▶ [TASK TO COMPLETE]
Present every line of the rows below as an item in a single numbered list, omitting any blank lines.

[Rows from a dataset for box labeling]

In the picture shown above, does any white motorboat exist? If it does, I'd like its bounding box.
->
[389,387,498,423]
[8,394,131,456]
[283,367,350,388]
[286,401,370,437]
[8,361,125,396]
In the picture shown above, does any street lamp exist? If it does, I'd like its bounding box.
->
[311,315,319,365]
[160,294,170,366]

▶ [SOLUTION TO THIS EXERCISE]
1. In the picture shown above, does any white motorboat exist? If it does, I'd like its bounding box.
2. ->
3. [389,387,498,423]
4. [8,394,131,456]
5. [283,367,350,388]
6. [286,401,370,437]
7. [8,361,125,396]
8. In the picture shown above, does any street lamp exist? If it does, I'd like its bounding box.
9. ->
10. [311,315,319,365]
11. [160,294,170,366]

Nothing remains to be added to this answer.